Logo Questions Linux Laravel Mysql Ubuntu Git Menu
 

Writing to Oracle Database using Apache Spark 1.4.0

I am trying to write some data to our Oracle database using Spark 1.4.0 DataFrame.write.jdbc() function.

The symmetric read.jdbc() function for reading data from Oracle Database to DataFrame objects works well. However while I am writing the dataframe back (I also tried to write exactly same object that I got from database setting CverWrite to true) gives the following exception:

Exception in thread "main" java.sql.SQLSyntaxErrorException: ORA-00902: Ungültiger Datentyp

    at oracle.jdbc.driver.T4CTTIoer.processError(T4CTTIoer.java:450)
    at oracle.jdbc.driver.T4CTTIoer.processError(T4CTTIoer.java:399)
    at oracle.jdbc.driver.T4C8Oall.processError(T4C8Oall.java:1017)
    at oracle.jdbc.driver.T4CTTIfun.receive(T4CTTIfun.java:655)
    at oracle.jdbc.driver.T4CTTIfun.doRPC(T4CTTIfun.java:249)
    at oracle.jdbc.driver.T4C8Oall.doOALL(T4C8Oall.java:566)
    at oracle.jdbc.driver.T4CPreparedStatement.doOall8(T4CPreparedStatement.java:215)
    at oracle.jdbc.driver.T4CPreparedStatement.doOall8(T4CPreparedStatement.java:58)
    at oracle.jdbc.driver.T4CPreparedStatement.executeForRows(T4CPreparedStatement.java:943)
    at oracle.jdbc.driver.OracleStatement.doExecuteWithTimeout(OracleStatement.java:1075)
    at oracle.jdbc.driver.OraclePreparedStatement.executeInternal(OraclePreparedStatement.java:3820)
    at oracle.jdbc.driver.OraclePreparedStatement.executeUpdate(OraclePreparedStatement.java:3897)
    at oracle.jdbc.driver.OraclePreparedStatementWrapper.executeUpdate(OraclePreparedStatementWrapper.java:1361)
    at org.apache.spark.sql.DataFrameWriter.jdbc(DataFrameWriter.scala:252)
    at main3$.main(main3.scala:72)
    at main3.main(main3.scala)
    at sun.reflect.NativeMethodAccessorImpl.invoke0(Native Method)
    at sun.reflect.NativeMethodAccessorImpl.invoke(NativeMethodAccessorImpl.java:62)
    at sun.reflect.DelegatingMethodAccessorImpl.invoke(DelegatingMethodAccessorImpl.java:43)
    at java.lang.reflect.Method.invoke(Method.java:497)
    at com.intellij.rt.execution.application.AppMain.main(AppMain.java:140)

The table has 2 basic string columns. When they are Integer, it can also write it.

Actually when I go deeper, I realize that it maps StringType to "TEXT" which is not recognized by Oracle (should be "VARCHAR" instead). The code is following from jdbc.scala which may be found at GitHub:

def schemaString(df: DataFrame, url: String): String = {
      val sb = new StringBuilder()
      val dialect = JdbcDialects.get(url)

### Job
Extend the forum post above about writing a Spark DataFrame to Oracle, picking up right after its last line.

### Extracted information
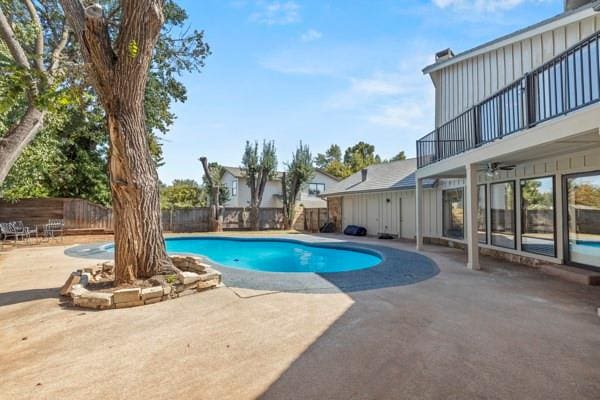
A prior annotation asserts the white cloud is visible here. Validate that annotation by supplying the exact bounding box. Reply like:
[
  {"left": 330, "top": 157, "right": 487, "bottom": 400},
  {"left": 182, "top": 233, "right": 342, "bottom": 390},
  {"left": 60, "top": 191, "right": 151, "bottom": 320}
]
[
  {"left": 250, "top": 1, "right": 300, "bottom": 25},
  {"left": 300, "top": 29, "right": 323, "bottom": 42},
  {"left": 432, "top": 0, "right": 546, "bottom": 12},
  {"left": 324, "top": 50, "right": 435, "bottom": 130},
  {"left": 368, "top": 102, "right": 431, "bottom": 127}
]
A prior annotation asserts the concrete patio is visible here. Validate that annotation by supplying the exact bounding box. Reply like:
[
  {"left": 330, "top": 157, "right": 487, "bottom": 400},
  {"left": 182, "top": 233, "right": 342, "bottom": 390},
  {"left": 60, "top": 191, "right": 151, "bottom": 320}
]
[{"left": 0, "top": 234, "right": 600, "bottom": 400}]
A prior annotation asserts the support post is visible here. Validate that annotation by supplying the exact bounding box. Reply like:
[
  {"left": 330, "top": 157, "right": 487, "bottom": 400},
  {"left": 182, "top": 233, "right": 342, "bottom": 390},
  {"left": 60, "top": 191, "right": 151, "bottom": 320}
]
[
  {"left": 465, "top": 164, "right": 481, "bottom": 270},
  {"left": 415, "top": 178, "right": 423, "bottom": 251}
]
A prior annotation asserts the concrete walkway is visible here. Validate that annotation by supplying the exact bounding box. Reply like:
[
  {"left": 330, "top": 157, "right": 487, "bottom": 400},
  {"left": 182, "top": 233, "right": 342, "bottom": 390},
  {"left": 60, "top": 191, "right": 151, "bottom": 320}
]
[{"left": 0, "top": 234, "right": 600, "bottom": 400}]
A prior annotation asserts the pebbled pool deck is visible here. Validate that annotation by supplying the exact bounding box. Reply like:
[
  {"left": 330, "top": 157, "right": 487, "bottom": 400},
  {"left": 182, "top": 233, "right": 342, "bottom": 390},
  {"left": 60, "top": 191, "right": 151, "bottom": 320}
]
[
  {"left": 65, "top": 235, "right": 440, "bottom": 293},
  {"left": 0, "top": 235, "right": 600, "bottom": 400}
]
...
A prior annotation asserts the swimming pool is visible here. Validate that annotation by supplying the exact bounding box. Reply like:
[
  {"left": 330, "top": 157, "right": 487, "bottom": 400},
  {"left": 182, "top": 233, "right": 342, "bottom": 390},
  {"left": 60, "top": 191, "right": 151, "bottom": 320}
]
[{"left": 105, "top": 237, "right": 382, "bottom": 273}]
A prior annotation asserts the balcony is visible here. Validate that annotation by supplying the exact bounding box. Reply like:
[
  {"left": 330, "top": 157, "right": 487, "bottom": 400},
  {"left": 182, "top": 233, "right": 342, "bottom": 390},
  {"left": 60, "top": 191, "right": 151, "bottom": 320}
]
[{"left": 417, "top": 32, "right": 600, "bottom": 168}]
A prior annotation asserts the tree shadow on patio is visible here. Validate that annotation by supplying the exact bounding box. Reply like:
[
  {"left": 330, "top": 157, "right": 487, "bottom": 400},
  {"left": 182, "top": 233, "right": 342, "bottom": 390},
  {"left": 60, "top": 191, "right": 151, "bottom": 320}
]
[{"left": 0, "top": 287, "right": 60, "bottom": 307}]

### Output for this task
      df.schema.fields foreach { field => {
        val name = field.name
        val typ: String =
          dialect.getJDBCType(field.dataType).map(_.databaseTypeDefinition).getOrElse(
          field.dataType match {
            case IntegerType => "INTEGER"
            case LongType => "BIGINT"
            case DoubleType => "DOUBLE PRECISION"
            case FloatType => "REAL"
            case ShortType => "INTEGER"
            case ByteType => "BYTE"
            case BooleanType => "BIT(1)"
            case StringType => "TEXT"
            case BinaryType => "BLOB"
            case TimestampType => "TIMESTAMP"
            case DateType => "DATE"
            case DecimalType.Unlimited => "DECIMAL(40,20)"
            case _ => throw new IllegalArgumentException(s"Don't know how to save $field to JDBC")
          })
        val nullable = if (field.nullable) "" else "NOT NULL"
        sb.append(s", $name $typ $nullable")
      }}
      if (sb.length < 2) "" else sb.substring(2)
    }

So the question is am I mistaken somewhere or SparkSQL does not support Oracle and should I install a plug-in to use SparkSQL with Oracle?

My simple main is:

val conf = new SparkConf().setAppName("Parser").setMaster("local[*]")
val sc = new SparkContext(conf)
val sqlContext = new SQLContext(sc)



val reader = sqlContext.read
val frame = reader.jdbc(url,"STUDENTS",connectionprop)

frame.printSchema()
frame.show()


val row = Row("3","4")


val struct =
  StructType(
    StructField("ONE", StringType, true) ::
      StructField("TWO", StringType, true) :: Nil)

val arr = Array(row)
val rddRow = sc.parallelize(arr)
val dframe = sqlContext.createDataFrame(rddRow,struct
)
dframe.printSchema()
dframe.show()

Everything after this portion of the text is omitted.